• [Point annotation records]

-*-

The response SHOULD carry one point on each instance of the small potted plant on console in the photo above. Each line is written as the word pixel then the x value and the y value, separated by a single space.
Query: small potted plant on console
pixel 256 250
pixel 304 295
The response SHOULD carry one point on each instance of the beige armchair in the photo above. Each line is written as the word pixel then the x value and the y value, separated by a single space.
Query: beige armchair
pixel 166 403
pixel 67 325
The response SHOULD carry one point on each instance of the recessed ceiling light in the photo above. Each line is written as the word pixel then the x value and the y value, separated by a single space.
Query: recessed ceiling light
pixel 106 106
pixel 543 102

-*-

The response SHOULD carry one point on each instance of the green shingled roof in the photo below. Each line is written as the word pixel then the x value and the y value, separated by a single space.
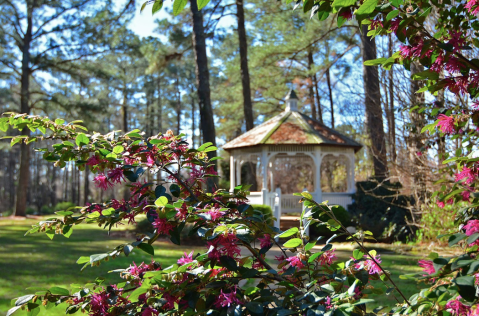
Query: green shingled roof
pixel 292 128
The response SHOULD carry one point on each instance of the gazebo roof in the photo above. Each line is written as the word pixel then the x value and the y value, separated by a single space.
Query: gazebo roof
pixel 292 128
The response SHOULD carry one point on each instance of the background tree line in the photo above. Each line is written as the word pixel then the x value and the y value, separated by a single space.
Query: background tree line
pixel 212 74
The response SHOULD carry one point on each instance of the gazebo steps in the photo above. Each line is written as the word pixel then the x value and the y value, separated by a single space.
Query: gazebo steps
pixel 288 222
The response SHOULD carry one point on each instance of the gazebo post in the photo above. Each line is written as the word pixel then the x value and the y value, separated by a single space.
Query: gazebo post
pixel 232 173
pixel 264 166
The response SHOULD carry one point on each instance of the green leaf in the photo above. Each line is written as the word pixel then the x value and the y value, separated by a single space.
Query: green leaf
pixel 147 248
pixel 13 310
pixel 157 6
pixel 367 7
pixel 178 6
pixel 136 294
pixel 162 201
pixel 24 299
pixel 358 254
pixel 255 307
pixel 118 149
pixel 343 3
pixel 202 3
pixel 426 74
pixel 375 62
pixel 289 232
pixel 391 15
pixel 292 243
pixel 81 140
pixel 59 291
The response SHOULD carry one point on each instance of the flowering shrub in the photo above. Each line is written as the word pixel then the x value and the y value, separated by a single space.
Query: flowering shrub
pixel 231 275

-*-

• [Set problem] Copy word for word the lines of the listing starting at the line that contains "of the beige" and ending at the line that contains "pixel 543 102", including both of those lines.

• [Result for this exercise]
The response SHOULD carry one point on each instance of the beige armchair in the photo above. Each line is written as the word pixel then the x value and the y value, separated by a single space.
Query: beige armchair
pixel 166 403
pixel 67 325
The response SHOULD carry one point on each instance of the recessed ceiling light in the photo above. Each line is written as the word pixel then the x value and the y value, separated by a single space.
Query: recessed ceiling light
pixel 106 106
pixel 543 102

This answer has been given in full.